作成するもの:
老人ホームを描いた本文で、上村さんは「ここ」を何と比べてひどいと言っていますか。

本文:
****
トイレかテレビだけ
イレズミ男の上村さんが言ったことがあった。
「ここは刑務所よりひどい」
その言葉を何回か聞いたことがあり、実感のこもった言葉に、彼は本当に刑務所に入っていたのではないかと思ったほどだった。
なんの介助も必要のない彼でさえ何かを取りに2階の居室に行くときは断っていた。彼でさえ自由に動けるのはトイレか、テレビの前のソファに移動するときくらいだった。
上村さんはおもしろいことを言うと思った。
が、独り言をぶつぶつ言う永山文江さんが、あるとき「ここに一日中、座っているのもつらいものがありますよ」と言ったことがあった。
はっ、とした。
イレズミ男の上村さんは出任せを言ったのではなかったのだ。
※本稿は、『家族は知らない真夜中の老人ホーム』(祥伝社)の一部を再編集したものです。登場する人物および施設名はすべて仮名としています。個人を特定されないよう、記述の本質を損なわない範囲で性別・職業・年齢などを改変してあります。
****
資料:

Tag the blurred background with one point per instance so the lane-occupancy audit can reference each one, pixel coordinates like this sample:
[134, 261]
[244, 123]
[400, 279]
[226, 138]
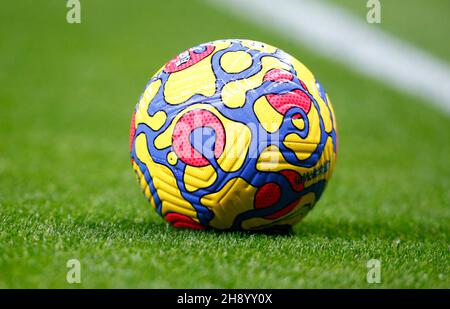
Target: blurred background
[67, 189]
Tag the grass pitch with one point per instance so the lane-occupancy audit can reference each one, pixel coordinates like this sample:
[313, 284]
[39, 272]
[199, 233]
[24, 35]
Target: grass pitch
[67, 189]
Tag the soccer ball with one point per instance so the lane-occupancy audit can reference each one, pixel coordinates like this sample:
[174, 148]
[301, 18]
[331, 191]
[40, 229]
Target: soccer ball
[233, 134]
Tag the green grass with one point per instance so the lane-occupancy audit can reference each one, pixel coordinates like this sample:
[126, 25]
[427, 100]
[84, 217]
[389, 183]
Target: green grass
[67, 189]
[423, 23]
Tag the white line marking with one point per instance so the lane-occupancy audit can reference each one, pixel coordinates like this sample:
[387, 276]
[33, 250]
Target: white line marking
[338, 35]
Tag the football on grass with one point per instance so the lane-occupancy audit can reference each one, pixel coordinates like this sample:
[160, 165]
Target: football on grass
[233, 134]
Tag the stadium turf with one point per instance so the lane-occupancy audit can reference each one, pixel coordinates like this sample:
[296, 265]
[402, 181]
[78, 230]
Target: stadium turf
[67, 189]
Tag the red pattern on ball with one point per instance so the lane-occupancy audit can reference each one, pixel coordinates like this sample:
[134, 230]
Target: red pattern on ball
[181, 136]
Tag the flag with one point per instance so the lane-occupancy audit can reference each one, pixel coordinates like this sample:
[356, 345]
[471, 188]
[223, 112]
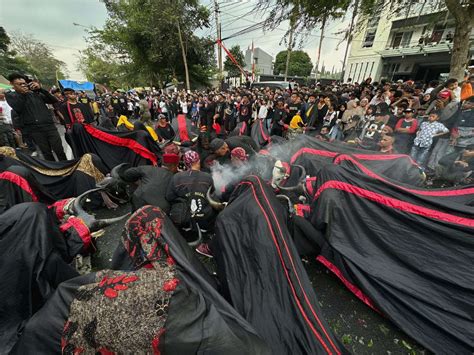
****
解答:
刑務所と比べて、刑務所よりひどいと言っています。